> ASSIGNED TASK: Reproduce verbatim only the line that holds "Identify every instance of the bench" and the lines that follow it to the end of the listing.

#### RECORD EXTRACTS

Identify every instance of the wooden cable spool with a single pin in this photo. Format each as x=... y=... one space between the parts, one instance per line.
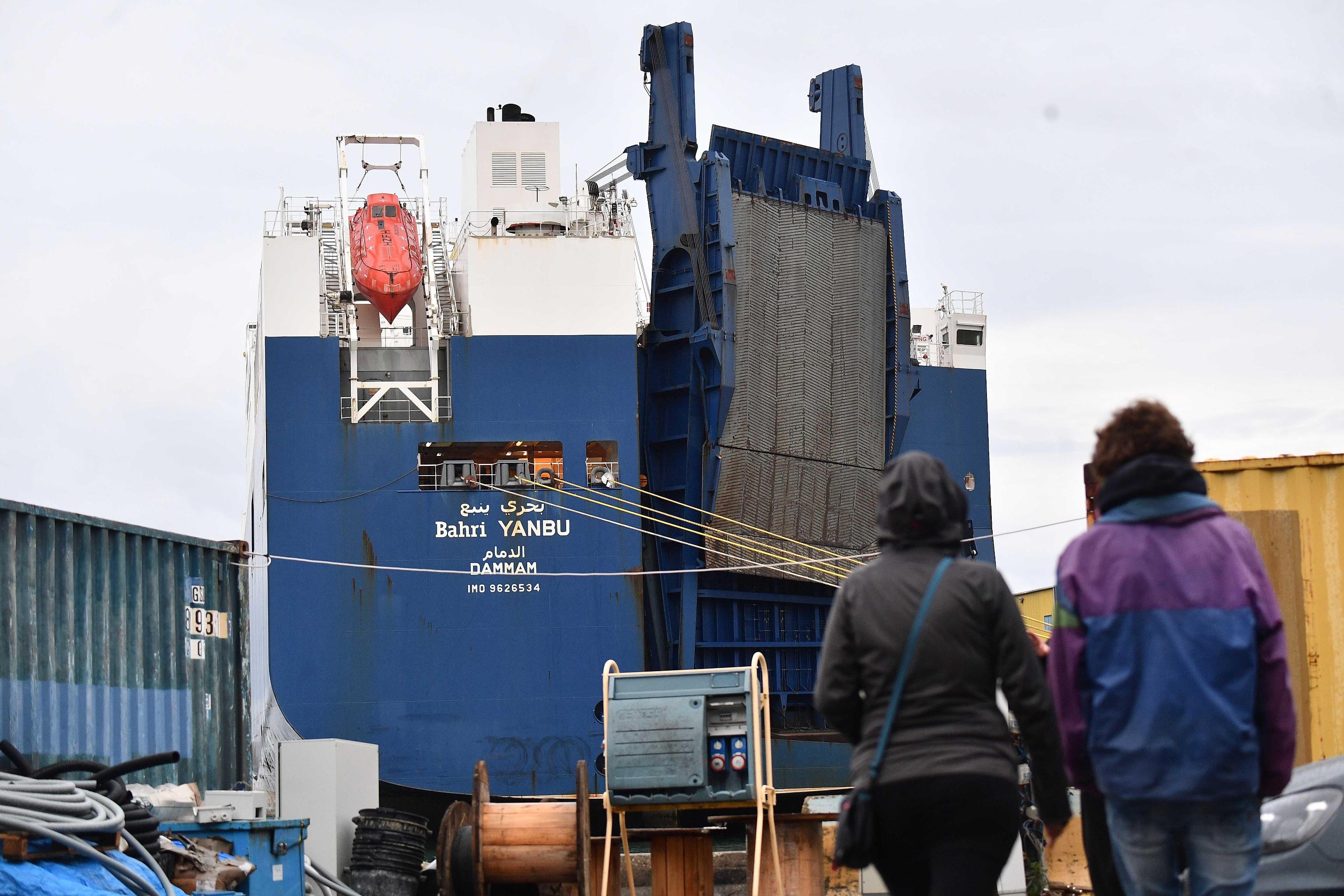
x=541 y=843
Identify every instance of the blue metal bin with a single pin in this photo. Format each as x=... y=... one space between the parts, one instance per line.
x=275 y=845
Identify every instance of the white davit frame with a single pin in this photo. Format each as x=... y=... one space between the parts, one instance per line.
x=433 y=315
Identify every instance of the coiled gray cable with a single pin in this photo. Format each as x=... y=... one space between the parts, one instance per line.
x=324 y=879
x=62 y=811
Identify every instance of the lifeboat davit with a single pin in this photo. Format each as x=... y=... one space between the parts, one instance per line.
x=385 y=254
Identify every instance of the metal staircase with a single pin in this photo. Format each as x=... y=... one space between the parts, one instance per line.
x=443 y=273
x=334 y=322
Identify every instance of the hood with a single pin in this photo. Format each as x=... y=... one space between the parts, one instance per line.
x=918 y=503
x=1150 y=476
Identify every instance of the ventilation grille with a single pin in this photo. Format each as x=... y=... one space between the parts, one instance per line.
x=504 y=168
x=534 y=170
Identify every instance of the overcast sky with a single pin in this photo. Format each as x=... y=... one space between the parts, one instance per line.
x=1148 y=194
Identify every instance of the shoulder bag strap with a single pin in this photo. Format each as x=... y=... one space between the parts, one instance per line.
x=905 y=667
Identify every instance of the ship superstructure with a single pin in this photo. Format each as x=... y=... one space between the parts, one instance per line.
x=463 y=512
x=413 y=445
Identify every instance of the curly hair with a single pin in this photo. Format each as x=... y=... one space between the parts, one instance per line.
x=1143 y=427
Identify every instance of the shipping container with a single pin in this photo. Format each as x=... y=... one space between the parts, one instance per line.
x=1038 y=610
x=1292 y=506
x=122 y=641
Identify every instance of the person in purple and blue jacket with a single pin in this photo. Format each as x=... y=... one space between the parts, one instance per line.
x=1170 y=668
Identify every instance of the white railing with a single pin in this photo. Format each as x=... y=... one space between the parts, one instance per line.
x=572 y=222
x=393 y=407
x=962 y=301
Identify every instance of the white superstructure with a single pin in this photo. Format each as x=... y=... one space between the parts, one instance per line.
x=951 y=335
x=537 y=256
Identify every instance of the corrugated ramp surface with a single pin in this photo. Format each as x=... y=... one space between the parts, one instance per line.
x=803 y=442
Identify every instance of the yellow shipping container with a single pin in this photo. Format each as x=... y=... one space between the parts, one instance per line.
x=1038 y=610
x=1292 y=506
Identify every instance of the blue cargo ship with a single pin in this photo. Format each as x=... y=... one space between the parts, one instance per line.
x=542 y=462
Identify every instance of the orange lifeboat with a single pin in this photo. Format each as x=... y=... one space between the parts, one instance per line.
x=385 y=254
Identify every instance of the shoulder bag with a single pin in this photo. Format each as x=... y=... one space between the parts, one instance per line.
x=857 y=835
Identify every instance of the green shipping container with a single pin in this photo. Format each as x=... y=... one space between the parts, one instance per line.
x=119 y=641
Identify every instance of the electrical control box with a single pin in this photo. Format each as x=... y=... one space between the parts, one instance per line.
x=689 y=737
x=329 y=782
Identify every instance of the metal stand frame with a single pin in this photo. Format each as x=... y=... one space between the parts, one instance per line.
x=433 y=313
x=765 y=793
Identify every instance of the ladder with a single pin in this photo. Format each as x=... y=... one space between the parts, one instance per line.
x=334 y=322
x=443 y=273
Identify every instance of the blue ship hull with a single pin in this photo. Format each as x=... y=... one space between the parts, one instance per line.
x=441 y=671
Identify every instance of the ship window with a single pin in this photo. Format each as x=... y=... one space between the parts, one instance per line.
x=503 y=170
x=479 y=465
x=604 y=469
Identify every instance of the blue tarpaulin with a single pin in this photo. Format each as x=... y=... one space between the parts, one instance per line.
x=72 y=878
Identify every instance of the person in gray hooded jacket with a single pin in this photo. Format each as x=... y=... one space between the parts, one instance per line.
x=947 y=801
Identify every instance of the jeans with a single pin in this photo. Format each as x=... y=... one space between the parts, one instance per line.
x=1221 y=840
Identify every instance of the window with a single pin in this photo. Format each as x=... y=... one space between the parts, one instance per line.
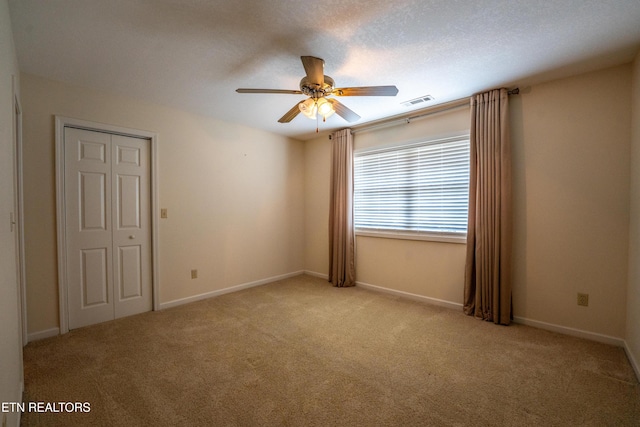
x=415 y=191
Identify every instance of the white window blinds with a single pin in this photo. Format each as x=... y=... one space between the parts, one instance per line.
x=421 y=188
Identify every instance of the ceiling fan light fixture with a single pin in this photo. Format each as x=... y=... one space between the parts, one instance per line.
x=325 y=108
x=309 y=108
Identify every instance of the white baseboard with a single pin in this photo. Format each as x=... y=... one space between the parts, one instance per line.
x=316 y=274
x=40 y=335
x=593 y=336
x=422 y=298
x=219 y=292
x=632 y=360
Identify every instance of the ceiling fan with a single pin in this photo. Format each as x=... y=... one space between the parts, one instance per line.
x=317 y=86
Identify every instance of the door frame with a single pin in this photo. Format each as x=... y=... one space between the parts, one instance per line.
x=17 y=220
x=61 y=123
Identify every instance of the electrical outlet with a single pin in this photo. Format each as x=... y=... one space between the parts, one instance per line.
x=583 y=299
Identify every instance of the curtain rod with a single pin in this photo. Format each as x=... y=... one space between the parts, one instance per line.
x=405 y=118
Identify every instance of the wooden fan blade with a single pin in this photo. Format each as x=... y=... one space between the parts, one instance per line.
x=366 y=91
x=291 y=114
x=314 y=67
x=289 y=92
x=343 y=111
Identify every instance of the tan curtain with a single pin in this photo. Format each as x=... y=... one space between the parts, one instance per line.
x=487 y=290
x=342 y=271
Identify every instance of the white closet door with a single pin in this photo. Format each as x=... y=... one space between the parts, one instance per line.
x=107 y=226
x=131 y=225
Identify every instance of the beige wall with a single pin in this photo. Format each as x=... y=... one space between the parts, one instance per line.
x=234 y=195
x=633 y=292
x=571 y=194
x=571 y=206
x=10 y=327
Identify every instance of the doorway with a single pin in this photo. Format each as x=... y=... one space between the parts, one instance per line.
x=106 y=224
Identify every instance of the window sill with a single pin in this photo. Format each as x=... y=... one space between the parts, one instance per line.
x=431 y=237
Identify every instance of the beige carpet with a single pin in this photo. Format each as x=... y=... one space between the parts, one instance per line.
x=299 y=352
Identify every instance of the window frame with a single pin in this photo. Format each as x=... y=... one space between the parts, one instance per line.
x=434 y=236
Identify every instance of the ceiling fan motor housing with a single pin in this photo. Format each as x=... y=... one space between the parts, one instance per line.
x=317 y=90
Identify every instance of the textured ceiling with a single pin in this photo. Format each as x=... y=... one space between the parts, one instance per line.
x=193 y=54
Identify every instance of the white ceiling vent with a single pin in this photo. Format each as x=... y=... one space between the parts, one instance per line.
x=412 y=102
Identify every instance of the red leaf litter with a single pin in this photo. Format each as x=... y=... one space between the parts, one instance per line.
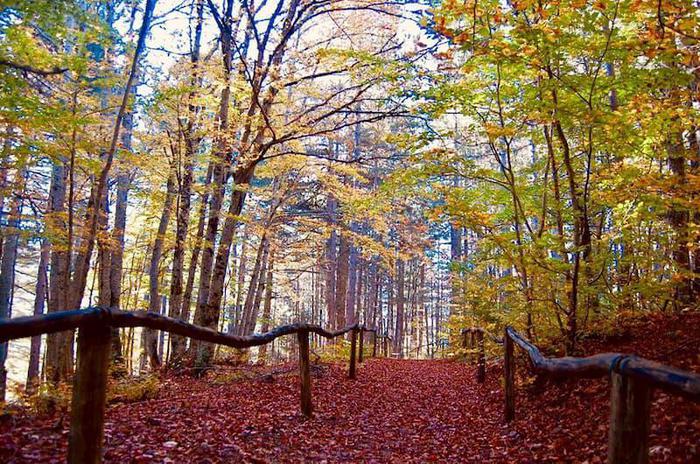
x=398 y=411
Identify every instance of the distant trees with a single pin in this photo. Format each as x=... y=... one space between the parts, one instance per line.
x=578 y=129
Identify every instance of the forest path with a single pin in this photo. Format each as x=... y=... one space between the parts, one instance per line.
x=396 y=411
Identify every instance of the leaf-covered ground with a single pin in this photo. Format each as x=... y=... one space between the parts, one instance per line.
x=395 y=411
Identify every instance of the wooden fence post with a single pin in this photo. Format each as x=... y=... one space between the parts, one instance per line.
x=304 y=373
x=353 y=347
x=360 y=356
x=509 y=373
x=89 y=394
x=630 y=404
x=481 y=366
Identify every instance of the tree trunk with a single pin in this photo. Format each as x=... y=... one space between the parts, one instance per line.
x=267 y=308
x=341 y=285
x=7 y=268
x=40 y=293
x=400 y=303
x=150 y=335
x=177 y=300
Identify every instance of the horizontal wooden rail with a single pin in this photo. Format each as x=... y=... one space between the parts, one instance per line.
x=600 y=365
x=90 y=380
x=495 y=339
x=30 y=326
x=632 y=382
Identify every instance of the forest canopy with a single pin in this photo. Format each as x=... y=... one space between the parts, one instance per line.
x=413 y=166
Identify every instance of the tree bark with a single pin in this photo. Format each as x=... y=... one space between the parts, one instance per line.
x=154 y=304
x=40 y=293
x=7 y=268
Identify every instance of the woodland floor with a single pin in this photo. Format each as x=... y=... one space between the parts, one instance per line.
x=396 y=411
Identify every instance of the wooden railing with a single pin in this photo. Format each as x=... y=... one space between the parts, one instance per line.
x=632 y=382
x=94 y=344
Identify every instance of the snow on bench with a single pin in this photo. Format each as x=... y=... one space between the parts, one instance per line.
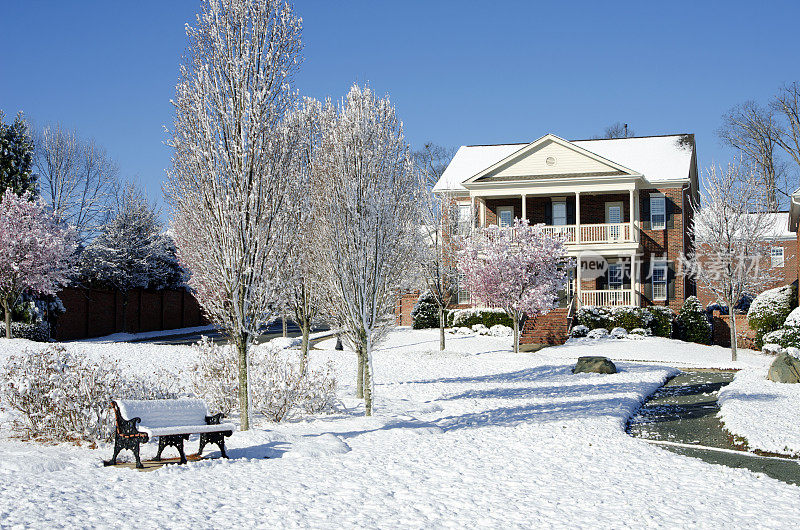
x=171 y=420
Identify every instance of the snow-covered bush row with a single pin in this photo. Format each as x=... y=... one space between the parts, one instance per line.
x=66 y=396
x=693 y=322
x=425 y=313
x=579 y=331
x=38 y=331
x=656 y=318
x=278 y=386
x=479 y=315
x=770 y=309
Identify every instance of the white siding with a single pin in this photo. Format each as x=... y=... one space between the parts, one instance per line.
x=567 y=161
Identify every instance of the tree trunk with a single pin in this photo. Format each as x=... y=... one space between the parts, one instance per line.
x=7 y=310
x=360 y=376
x=244 y=394
x=516 y=333
x=305 y=328
x=367 y=385
x=441 y=329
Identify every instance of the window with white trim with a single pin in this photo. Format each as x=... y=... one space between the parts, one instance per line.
x=659 y=280
x=559 y=212
x=615 y=276
x=463 y=293
x=505 y=216
x=776 y=256
x=658 y=212
x=464 y=218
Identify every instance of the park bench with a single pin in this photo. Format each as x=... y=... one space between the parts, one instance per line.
x=171 y=420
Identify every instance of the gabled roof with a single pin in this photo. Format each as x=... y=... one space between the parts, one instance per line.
x=657 y=158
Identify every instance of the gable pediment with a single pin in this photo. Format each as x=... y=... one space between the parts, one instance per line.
x=550 y=156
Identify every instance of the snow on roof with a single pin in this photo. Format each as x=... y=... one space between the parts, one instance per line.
x=658 y=158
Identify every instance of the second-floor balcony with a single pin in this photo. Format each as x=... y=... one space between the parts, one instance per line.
x=582 y=218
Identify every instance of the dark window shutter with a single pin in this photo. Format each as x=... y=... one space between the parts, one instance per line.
x=670 y=281
x=644 y=206
x=670 y=209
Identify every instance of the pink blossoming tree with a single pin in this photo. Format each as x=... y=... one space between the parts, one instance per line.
x=36 y=254
x=519 y=270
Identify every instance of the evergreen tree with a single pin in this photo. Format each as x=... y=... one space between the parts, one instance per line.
x=16 y=157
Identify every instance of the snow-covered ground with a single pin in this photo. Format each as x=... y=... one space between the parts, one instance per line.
x=659 y=350
x=764 y=413
x=473 y=437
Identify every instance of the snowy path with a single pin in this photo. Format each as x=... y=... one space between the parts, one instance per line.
x=488 y=439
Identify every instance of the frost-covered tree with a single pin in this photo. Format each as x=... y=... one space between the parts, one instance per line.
x=733 y=230
x=303 y=296
x=122 y=256
x=77 y=179
x=520 y=270
x=368 y=214
x=234 y=201
x=36 y=254
x=16 y=157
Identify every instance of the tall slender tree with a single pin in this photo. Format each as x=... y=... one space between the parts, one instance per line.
x=368 y=220
x=16 y=157
x=232 y=196
x=733 y=229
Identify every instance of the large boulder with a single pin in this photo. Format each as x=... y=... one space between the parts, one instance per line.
x=785 y=369
x=595 y=365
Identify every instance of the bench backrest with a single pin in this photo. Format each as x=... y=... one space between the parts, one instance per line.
x=164 y=412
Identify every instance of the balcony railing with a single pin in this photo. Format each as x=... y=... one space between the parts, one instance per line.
x=598 y=233
x=609 y=297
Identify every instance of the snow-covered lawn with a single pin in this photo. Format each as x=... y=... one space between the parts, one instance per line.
x=764 y=413
x=473 y=437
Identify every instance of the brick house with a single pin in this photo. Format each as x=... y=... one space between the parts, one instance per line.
x=622 y=204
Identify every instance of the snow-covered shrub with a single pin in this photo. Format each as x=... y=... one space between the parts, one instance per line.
x=663 y=318
x=769 y=310
x=215 y=376
x=619 y=333
x=481 y=315
x=38 y=331
x=631 y=317
x=598 y=333
x=66 y=396
x=425 y=313
x=579 y=331
x=480 y=329
x=594 y=317
x=499 y=330
x=278 y=387
x=693 y=323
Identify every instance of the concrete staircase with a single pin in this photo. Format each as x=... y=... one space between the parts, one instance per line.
x=548 y=330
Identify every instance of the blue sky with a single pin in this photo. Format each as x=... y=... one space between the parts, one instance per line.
x=458 y=72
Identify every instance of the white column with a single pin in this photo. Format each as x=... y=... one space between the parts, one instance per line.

########

> RESULT OF THE EXERCISE:
Identify every instance of the bench backrest with a single pin in this photo. Format each as x=... y=... one space between the parts, one instance per line.
x=164 y=412
Identify every instance of the balcony railing with a single pin in this photo. Format each as x=... y=... one space between the parts, one instance per line.
x=598 y=233
x=609 y=297
Identify every instance of the snow-covered lawn with a single pin in this photo. Format each as x=... y=... one space between the parts, one instance per line.
x=764 y=413
x=473 y=437
Identify every instance of the brick house with a single pin in this photo. Format each as x=... y=... one space between the parts, one instance per line.
x=622 y=204
Identify every instance of the snow-covered shrub with a single pin in this photo. Format each as x=... y=... one space between the parts, one instance per line.
x=663 y=318
x=769 y=310
x=215 y=376
x=619 y=333
x=481 y=315
x=38 y=331
x=631 y=317
x=598 y=333
x=66 y=396
x=425 y=313
x=579 y=331
x=480 y=329
x=594 y=317
x=499 y=330
x=278 y=387
x=693 y=323
Identify every instance of the concrete staircase with a single pin in this photo. Format each as x=... y=... one space between the parts, one instance per line.
x=548 y=330
Identify every instance of the blue sky with a single pin in this photo. Format each as x=... y=... one space between the parts, one instance per line.
x=458 y=72
Identify every instance of the white column with a single pin in this photo. Format each as x=... y=... one space between the parts, one instance per line.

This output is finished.